## Exercise description
Write the listing below again, word for word.

## Exercise data

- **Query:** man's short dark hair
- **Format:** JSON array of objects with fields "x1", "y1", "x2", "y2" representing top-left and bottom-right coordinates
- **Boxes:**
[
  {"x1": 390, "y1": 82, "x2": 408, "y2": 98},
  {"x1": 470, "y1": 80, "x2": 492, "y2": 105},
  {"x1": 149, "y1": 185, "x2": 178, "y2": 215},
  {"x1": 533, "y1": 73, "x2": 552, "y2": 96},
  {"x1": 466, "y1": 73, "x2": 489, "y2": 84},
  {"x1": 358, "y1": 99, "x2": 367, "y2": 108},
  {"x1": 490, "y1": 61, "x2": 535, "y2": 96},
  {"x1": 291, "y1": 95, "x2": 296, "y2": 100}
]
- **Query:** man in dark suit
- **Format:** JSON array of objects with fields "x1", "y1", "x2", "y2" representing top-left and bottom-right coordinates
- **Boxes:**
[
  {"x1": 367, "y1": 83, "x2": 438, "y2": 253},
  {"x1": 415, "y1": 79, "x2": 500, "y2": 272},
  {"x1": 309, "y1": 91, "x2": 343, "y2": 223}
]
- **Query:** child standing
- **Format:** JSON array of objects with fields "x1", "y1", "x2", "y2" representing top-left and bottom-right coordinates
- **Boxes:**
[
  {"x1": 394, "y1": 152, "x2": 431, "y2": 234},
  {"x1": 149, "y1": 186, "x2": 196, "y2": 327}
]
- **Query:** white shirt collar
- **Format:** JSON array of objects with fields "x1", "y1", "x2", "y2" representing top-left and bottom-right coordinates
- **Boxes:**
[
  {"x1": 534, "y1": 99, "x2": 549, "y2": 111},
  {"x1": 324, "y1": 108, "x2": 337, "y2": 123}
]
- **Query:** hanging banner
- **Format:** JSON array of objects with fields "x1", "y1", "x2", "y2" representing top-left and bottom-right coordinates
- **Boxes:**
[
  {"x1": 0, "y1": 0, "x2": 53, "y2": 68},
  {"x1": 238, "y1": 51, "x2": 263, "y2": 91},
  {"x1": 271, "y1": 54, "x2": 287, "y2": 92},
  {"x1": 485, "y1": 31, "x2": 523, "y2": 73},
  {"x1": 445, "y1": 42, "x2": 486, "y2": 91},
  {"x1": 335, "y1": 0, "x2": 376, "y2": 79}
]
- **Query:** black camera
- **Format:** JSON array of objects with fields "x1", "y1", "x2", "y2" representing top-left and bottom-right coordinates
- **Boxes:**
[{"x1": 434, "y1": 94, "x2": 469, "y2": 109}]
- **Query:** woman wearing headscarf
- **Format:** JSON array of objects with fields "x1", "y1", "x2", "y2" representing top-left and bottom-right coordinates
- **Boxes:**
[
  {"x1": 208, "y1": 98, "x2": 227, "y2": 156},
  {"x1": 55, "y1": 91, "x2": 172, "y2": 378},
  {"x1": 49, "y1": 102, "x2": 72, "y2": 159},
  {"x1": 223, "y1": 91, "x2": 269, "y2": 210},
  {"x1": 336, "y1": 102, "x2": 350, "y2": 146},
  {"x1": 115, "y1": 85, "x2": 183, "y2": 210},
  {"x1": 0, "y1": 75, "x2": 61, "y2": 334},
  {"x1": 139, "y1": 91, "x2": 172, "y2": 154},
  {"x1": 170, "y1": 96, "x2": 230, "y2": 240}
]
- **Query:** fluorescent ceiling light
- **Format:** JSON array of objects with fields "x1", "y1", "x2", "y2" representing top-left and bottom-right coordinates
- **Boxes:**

## Solution to the exercise
- **Query:** man's short dark hair
- **Format:** JSON array of objects with fields "x1", "y1", "x2", "y2" representing top-left and bottom-right coordinates
- **Boxes:**
[
  {"x1": 390, "y1": 82, "x2": 408, "y2": 98},
  {"x1": 470, "y1": 80, "x2": 492, "y2": 105},
  {"x1": 149, "y1": 185, "x2": 178, "y2": 215},
  {"x1": 533, "y1": 73, "x2": 552, "y2": 96},
  {"x1": 466, "y1": 73, "x2": 489, "y2": 84},
  {"x1": 358, "y1": 99, "x2": 367, "y2": 108},
  {"x1": 490, "y1": 61, "x2": 535, "y2": 96},
  {"x1": 291, "y1": 95, "x2": 296, "y2": 100}
]
- **Query:** man in dark suit
- **Format:** JSON array of objects with fields "x1", "y1", "x2", "y2" representing top-left and bottom-right coordinates
- **Boxes:**
[
  {"x1": 367, "y1": 83, "x2": 438, "y2": 253},
  {"x1": 415, "y1": 79, "x2": 500, "y2": 272},
  {"x1": 309, "y1": 91, "x2": 343, "y2": 223}
]
- **Query:** child standing
- **Format:** JSON array of objects with fields "x1", "y1", "x2", "y2" representing top-left and bottom-right coordinates
- **Boxes:**
[
  {"x1": 394, "y1": 152, "x2": 431, "y2": 234},
  {"x1": 149, "y1": 186, "x2": 196, "y2": 327}
]
- **Query:** white shirt collar
- **Format:** JSON array of objects with fields "x1", "y1", "x2", "y2" representing top-left and bottom-right coordinates
- **Boxes:**
[
  {"x1": 534, "y1": 99, "x2": 549, "y2": 111},
  {"x1": 324, "y1": 108, "x2": 337, "y2": 123}
]
- **Query:** hanging banner
- **Format:** JSON array of objects with fields "x1", "y1", "x2", "y2" representing top-left and bottom-right coordinates
- **Boxes:**
[
  {"x1": 0, "y1": 0, "x2": 53, "y2": 68},
  {"x1": 238, "y1": 51, "x2": 263, "y2": 91},
  {"x1": 271, "y1": 54, "x2": 287, "y2": 92},
  {"x1": 485, "y1": 31, "x2": 523, "y2": 73},
  {"x1": 445, "y1": 42, "x2": 486, "y2": 91},
  {"x1": 335, "y1": 0, "x2": 376, "y2": 79}
]
- **Query:** black camera
- **Format:** JSON array of objects with fields "x1", "y1", "x2", "y2" representing top-left and bottom-right coordinates
- **Boxes:**
[{"x1": 434, "y1": 94, "x2": 469, "y2": 109}]
- **Query:** woman wearing headscarf
- **Format:** JSON array of objects with fields "x1", "y1", "x2", "y2" representing top-left and bottom-right coordinates
- **Boxes:**
[
  {"x1": 208, "y1": 98, "x2": 227, "y2": 156},
  {"x1": 55, "y1": 91, "x2": 172, "y2": 378},
  {"x1": 49, "y1": 102, "x2": 72, "y2": 159},
  {"x1": 223, "y1": 91, "x2": 269, "y2": 210},
  {"x1": 336, "y1": 102, "x2": 350, "y2": 146},
  {"x1": 115, "y1": 85, "x2": 183, "y2": 210},
  {"x1": 0, "y1": 75, "x2": 61, "y2": 334},
  {"x1": 139, "y1": 91, "x2": 172, "y2": 154},
  {"x1": 170, "y1": 96, "x2": 230, "y2": 240}
]
- **Query:** fluorescent ceiling light
- **Format:** JSON array of objects with fields "x1", "y1", "x2", "y2" representing top-left and bottom-right coordinates
- **Boxes:**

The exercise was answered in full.